Start of Block
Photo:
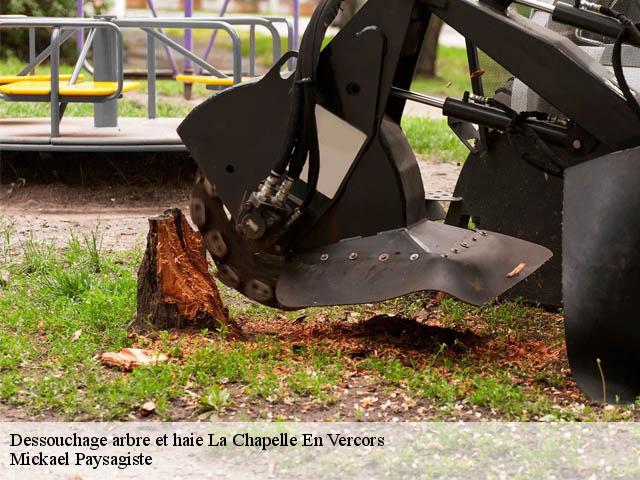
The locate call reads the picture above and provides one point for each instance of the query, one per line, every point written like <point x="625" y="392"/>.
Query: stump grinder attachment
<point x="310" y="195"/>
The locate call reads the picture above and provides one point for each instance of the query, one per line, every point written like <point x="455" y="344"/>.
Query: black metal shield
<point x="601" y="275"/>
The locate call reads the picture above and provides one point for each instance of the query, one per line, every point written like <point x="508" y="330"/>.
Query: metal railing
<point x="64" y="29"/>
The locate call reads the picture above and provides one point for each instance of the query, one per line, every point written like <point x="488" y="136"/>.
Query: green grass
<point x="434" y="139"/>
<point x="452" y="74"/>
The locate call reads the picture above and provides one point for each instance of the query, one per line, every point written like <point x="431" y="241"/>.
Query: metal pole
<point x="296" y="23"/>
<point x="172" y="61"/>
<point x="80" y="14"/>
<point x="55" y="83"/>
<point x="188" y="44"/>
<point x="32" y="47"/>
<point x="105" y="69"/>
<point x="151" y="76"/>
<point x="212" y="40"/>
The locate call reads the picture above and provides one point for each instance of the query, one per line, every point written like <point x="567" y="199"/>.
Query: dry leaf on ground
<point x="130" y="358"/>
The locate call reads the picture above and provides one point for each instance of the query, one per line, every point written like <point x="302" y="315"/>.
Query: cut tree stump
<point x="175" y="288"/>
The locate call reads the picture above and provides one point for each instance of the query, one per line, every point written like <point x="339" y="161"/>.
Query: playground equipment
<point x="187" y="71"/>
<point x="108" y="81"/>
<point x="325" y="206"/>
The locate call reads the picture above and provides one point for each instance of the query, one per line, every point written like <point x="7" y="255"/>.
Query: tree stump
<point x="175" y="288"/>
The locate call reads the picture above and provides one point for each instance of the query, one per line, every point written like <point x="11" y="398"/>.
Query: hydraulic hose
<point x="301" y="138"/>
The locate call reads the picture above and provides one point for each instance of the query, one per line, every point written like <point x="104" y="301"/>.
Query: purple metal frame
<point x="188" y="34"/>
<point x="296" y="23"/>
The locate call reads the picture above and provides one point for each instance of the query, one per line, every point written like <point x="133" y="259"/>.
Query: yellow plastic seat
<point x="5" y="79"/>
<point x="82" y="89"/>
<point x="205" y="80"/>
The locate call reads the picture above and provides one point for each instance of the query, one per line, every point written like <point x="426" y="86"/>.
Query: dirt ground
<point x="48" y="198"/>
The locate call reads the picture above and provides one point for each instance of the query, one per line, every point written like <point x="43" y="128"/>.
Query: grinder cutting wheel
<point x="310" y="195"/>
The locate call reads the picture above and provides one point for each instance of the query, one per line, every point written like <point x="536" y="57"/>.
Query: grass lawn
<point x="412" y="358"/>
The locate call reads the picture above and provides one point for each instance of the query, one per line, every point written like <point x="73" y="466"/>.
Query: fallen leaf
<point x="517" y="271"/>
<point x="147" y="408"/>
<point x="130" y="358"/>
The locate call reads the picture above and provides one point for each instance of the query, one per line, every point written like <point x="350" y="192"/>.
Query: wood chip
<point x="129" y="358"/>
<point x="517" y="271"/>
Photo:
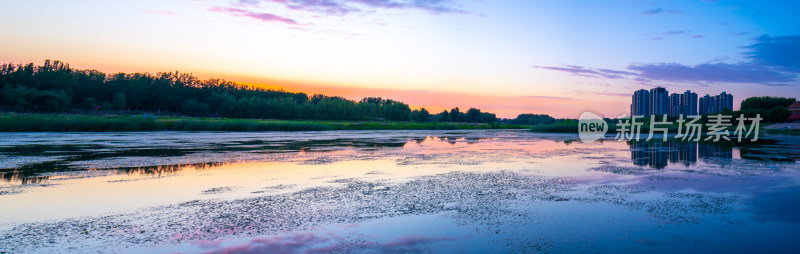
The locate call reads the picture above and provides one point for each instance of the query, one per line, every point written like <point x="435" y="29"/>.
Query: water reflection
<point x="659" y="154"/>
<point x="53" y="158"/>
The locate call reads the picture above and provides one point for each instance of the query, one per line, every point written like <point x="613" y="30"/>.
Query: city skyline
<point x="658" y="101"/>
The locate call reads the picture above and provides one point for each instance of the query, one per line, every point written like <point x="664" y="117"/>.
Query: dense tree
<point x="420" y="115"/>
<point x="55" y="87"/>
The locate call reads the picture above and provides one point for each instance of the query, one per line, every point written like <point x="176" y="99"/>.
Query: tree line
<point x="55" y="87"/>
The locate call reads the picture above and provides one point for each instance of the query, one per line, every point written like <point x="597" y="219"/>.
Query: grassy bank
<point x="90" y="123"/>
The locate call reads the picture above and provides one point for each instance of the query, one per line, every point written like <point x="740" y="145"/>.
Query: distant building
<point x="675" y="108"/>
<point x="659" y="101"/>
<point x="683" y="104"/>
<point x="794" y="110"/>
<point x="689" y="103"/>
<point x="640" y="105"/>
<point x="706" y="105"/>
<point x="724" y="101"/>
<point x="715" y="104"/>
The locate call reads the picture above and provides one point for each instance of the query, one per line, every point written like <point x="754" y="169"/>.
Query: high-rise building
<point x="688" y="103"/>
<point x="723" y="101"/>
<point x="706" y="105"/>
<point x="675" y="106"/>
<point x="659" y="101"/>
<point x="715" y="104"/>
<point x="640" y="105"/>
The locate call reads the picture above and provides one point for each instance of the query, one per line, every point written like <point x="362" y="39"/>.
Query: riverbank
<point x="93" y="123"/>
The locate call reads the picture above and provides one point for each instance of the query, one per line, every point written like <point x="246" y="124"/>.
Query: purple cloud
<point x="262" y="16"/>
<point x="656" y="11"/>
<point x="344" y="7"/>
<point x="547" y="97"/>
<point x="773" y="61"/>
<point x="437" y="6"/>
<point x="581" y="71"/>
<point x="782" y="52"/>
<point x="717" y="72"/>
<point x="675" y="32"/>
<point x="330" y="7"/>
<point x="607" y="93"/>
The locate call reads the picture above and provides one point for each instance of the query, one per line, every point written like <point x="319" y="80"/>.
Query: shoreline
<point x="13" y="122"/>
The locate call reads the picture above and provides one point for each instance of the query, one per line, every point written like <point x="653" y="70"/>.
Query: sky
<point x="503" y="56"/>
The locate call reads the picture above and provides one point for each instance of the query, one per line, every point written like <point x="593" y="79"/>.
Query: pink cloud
End of Block
> [DESCRIPTION OF THE TASK]:
Leave the images out and transcribe the rest of the material exactly.

> [TASK SOLUTION]:
Photo:
The locate call reads the picture above and provides one point for each instance of the query, one per line, every point written like <point x="625" y="392"/>.
Query: stump grinder attachment
<point x="310" y="195"/>
The locate call reads the picture above and provides one point for each instance of the query, one per line, every point written like <point x="455" y="344"/>.
Query: black metal shield
<point x="601" y="275"/>
The locate call reads the picture above and provides one point for each instance of the query, one per line, every point written like <point x="508" y="330"/>.
Query: metal railing
<point x="64" y="29"/>
The locate call reads the picture above and provides one point for each instance of the query, one per line, every point written like <point x="488" y="136"/>.
Query: green grass
<point x="434" y="139"/>
<point x="452" y="74"/>
The locate call reads the picture above and provides one point for each instance of the query, one per line, every point written like <point x="431" y="241"/>.
Query: metal pole
<point x="296" y="23"/>
<point x="172" y="61"/>
<point x="80" y="14"/>
<point x="55" y="83"/>
<point x="188" y="44"/>
<point x="32" y="47"/>
<point x="105" y="69"/>
<point x="151" y="76"/>
<point x="212" y="40"/>
The locate call reads the picture above and provides one point for each instance of the query, one per line, every point written like <point x="567" y="199"/>.
Query: dry leaf on ground
<point x="130" y="358"/>
The locate call reads the picture above and provides one point for each instance of the query, one per line, every point written like <point x="302" y="315"/>.
Query: cut tree stump
<point x="175" y="288"/>
The locate call reads the picture above and provides one point for each instance of the query, one per line, every point written like <point x="339" y="161"/>.
Query: playground equipment
<point x="187" y="71"/>
<point x="108" y="81"/>
<point x="325" y="206"/>
The locate call reads the picture above and provides one point for each instance of the query, one per line, every point written like <point x="7" y="255"/>.
Query: tree stump
<point x="175" y="288"/>
The locate call reads the picture above and provides one point for each instance of the query, one per line, every point written like <point x="11" y="398"/>.
Query: hydraulic hose
<point x="301" y="138"/>
The locate call reads the picture above and provides one point for each instance of the query, one per line, every point written like <point x="104" y="301"/>.
Query: purple metal frame
<point x="188" y="34"/>
<point x="296" y="23"/>
The locate call reads the picture above and provides one point for each instance of the query, one per line, every point written like <point x="133" y="259"/>.
Query: yellow plastic seat
<point x="5" y="79"/>
<point x="82" y="89"/>
<point x="205" y="80"/>
The locate call reads the picture above and provides one point for each instance of the query, one per line, every point written like <point x="426" y="86"/>.
Query: dirt ground
<point x="48" y="198"/>
The locate call reads the picture above and provides one point for each instance of the query, one per line, every point written like <point x="43" y="128"/>.
Query: grinder cutting wheel
<point x="310" y="195"/>
The locate call reads the picture above and provides one point for each instance of the query, one per line, every point written like <point x="536" y="57"/>.
Query: grass lawn
<point x="412" y="358"/>
The locate call reads the picture above and provides one point for each instance of the query, one per line, every point written like <point x="73" y="466"/>.
Query: fallen leaf
<point x="517" y="271"/>
<point x="147" y="408"/>
<point x="130" y="358"/>
The locate call reads the picture above and provides one point for each instance of the query, one per line, every point written like <point x="350" y="192"/>.
Query: wood chip
<point x="129" y="358"/>
<point x="517" y="271"/>
Photo:
The locate call reads the picture above and provides one point for each instance of the query, one per line, every point written like <point x="435" y="29"/>.
Query: water reflection
<point x="659" y="154"/>
<point x="53" y="158"/>
The locate call reads the picture above and provides one point for each instance of the query, one per line, every point written like <point x="613" y="30"/>.
Query: city skyline
<point x="658" y="101"/>
The locate call reads the picture above and provides one point for each instance of the query, one per line, every point written like <point x="664" y="117"/>.
Query: dense tree
<point x="420" y="115"/>
<point x="55" y="87"/>
The locate call reads the picture above and provides one point for each instance of the query, one per line, every point written like <point x="176" y="99"/>.
Query: tree line
<point x="55" y="87"/>
The locate call reads the picture above and provides one point for each instance of the query, one per line, every point written like <point x="597" y="219"/>.
Query: grassy bank
<point x="90" y="123"/>
The locate call reads the picture above and provides one point for each instance of the query, one per line, every point written like <point x="740" y="145"/>.
Query: distant building
<point x="675" y="108"/>
<point x="659" y="101"/>
<point x="683" y="104"/>
<point x="794" y="110"/>
<point x="689" y="103"/>
<point x="640" y="105"/>
<point x="706" y="105"/>
<point x="724" y="101"/>
<point x="715" y="104"/>
The locate call reads the picture above and provides one point for each instance of the query, one per line, every point written like <point x="754" y="169"/>.
Query: high-rise building
<point x="688" y="103"/>
<point x="723" y="101"/>
<point x="706" y="105"/>
<point x="675" y="106"/>
<point x="659" y="101"/>
<point x="715" y="104"/>
<point x="640" y="105"/>
The locate call reads the picture above and provides one point for each instance of the query, one per line, every point written like <point x="362" y="39"/>.
Query: riverbank
<point x="93" y="123"/>
The locate call reads the picture above and provides one point for each instance of the query, one per line, every point written like <point x="246" y="124"/>.
Query: purple cloud
<point x="262" y="16"/>
<point x="656" y="11"/>
<point x="344" y="7"/>
<point x="547" y="97"/>
<point x="773" y="61"/>
<point x="437" y="6"/>
<point x="581" y="71"/>
<point x="782" y="52"/>
<point x="717" y="72"/>
<point x="675" y="32"/>
<point x="330" y="7"/>
<point x="607" y="93"/>
The locate call reads the picture above and provides one point for each instance of the query, one per line, every point written like <point x="319" y="80"/>.
Query: shoreline
<point x="13" y="122"/>
The locate call reads the picture above and provides one point for each instance of the query, one per line, every point written like <point x="653" y="70"/>.
Query: sky
<point x="503" y="56"/>
The locate call reads the picture above and provides one point for each instance of the query, one per line, every point written like <point x="593" y="79"/>.
Query: pink cloud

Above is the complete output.